### Required actions
1 – Quote the part of the All Blacks article that opens with the words containing "While it is" and closes with "egg for themselves.".
2 – In the All Blacks article, which coach is credited with taking a different view on player development?
3 – Name every country that the All Blacks article says will become competitive and push the All Blacks to the max.

━━ Passage ━━

Sunday, 22 July 2007

Better people make better All Blacks

By Kevin Roberts. The countdown to the September Rugby World Cup is well underway. But still, there’s lots of issues out there in the world of rugby, and many commentators believe New Zealand has the best two teams in the competition - the All Blacks A side and their B team! The Northern Hemisphere are of course waiting for them to choke, as we have done four times before. This time I believe they will be disappointed.

While it is true South Africa, Australia and Ireland will become competitive and push the All Blacks to the max, I think this time the AB’s will be ready for them. And the reason they’ll be ready is Graham Henry, an All Blacks coach who has taken a different view on player development. Rugby has only been professional for a decade, and it was only three or four years ago that we saw players coming through the system who had done nothing except play rugby. And it was a pretty boring way to spend your life – gym in the morning, gym in the afternoon, naps all day and that’s pretty much it. The result was mental stimulation and personal growth at a minimum and underdeveloped personalities ill equipped to cope with public expectations and pressure. Men expected to become leaders because they wear the black jersey, but incapable of boiling an egg for themselves.

━━━
━━ Records ━━

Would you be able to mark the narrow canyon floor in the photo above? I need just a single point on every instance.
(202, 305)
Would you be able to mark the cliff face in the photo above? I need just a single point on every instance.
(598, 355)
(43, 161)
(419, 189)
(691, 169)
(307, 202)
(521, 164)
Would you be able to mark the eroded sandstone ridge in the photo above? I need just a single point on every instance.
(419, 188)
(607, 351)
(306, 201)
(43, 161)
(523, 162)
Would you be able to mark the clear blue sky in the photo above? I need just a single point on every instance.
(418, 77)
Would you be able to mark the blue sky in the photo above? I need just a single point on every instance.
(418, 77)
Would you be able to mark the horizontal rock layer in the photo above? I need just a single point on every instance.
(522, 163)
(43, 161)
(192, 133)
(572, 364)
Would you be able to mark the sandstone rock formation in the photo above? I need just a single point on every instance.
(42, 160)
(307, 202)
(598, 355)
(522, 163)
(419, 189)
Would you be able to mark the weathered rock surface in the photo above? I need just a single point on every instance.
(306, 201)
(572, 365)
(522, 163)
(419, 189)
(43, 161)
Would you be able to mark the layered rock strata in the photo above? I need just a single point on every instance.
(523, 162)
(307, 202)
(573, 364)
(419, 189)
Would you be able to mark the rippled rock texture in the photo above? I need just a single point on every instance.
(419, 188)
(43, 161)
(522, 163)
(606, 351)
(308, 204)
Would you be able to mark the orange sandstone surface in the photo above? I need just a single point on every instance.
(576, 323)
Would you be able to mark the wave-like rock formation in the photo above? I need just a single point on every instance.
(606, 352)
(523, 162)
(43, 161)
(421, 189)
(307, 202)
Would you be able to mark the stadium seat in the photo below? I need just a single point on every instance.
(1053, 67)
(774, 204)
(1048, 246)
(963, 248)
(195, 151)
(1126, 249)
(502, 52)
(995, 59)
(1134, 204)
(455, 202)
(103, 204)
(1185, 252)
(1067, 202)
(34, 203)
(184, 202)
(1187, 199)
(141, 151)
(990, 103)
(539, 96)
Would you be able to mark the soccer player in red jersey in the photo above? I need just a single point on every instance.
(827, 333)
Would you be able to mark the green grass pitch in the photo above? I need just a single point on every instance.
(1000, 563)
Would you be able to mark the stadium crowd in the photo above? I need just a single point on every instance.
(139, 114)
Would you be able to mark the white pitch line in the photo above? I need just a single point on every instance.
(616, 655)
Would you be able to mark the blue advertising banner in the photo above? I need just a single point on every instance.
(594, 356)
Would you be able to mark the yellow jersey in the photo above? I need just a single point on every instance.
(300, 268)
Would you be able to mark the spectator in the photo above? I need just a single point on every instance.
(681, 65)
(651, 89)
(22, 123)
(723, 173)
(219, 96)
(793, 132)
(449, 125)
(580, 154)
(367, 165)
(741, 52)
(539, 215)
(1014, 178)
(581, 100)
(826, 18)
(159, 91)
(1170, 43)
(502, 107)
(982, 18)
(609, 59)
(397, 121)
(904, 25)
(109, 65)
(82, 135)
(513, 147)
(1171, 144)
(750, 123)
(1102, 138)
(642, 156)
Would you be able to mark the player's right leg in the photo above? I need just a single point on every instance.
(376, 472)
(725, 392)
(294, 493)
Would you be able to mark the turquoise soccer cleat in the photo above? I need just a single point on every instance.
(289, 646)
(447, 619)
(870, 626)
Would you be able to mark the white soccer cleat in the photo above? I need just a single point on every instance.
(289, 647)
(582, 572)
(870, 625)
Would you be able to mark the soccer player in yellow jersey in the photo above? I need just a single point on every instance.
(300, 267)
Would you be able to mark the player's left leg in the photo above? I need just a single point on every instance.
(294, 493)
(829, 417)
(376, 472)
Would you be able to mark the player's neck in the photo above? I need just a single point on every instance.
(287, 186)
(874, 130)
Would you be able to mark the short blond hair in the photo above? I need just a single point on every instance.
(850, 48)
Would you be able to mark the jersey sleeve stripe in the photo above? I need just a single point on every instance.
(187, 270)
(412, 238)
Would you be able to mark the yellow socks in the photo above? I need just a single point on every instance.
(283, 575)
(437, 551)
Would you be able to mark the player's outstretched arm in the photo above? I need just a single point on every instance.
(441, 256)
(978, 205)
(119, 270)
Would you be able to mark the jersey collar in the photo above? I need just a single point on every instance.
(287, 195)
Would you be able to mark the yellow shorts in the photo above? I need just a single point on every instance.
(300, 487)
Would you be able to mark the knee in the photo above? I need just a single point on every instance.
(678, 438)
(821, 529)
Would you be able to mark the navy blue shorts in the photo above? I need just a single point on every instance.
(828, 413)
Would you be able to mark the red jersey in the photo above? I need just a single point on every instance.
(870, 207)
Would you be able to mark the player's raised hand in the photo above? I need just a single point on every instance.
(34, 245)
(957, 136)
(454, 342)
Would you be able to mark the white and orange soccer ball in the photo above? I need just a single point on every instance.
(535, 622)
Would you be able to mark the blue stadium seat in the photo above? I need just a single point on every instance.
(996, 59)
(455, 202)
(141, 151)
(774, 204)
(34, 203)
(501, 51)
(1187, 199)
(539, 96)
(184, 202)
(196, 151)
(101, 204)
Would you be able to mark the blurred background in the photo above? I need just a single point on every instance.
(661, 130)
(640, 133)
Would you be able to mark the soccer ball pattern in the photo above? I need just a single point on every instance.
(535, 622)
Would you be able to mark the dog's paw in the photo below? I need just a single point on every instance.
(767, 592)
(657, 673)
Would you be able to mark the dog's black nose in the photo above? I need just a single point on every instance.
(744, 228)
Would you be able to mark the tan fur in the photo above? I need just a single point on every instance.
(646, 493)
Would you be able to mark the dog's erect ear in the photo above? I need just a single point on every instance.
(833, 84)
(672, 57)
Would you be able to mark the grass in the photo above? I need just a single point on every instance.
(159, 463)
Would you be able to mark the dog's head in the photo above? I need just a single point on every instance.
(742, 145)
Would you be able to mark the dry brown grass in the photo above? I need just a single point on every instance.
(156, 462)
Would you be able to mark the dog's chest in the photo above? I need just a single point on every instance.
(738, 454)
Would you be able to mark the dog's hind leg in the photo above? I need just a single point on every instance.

━━━

### Answers for this exercise
1 –
While it is true South Africa, Australia and Ireland will become competitive and push the All Blacks to the max, I think this time the AB’s will be ready for them. And the reason they’ll be ready is Graham Henry, an All Blacks coach who has taken a different view on player development. Rugby has only been professional for a decade, and it was only three or four years ago that we saw players coming through the system who had done nothing except play rugby. And it was a pretty boring way to spend your life – gym in the morning, gym in the afternoon, naps all day and that’s pretty much it. The result was mental stimulation and personal growth at a minimum and underdeveloped personalities ill equipped to cope with public expectations and pressure. Men expected to become leaders because they wear the black jersey, but incapable of boiling an egg for themselves.

2 – Graham Henry

3 – South Africa, Australia, Ireland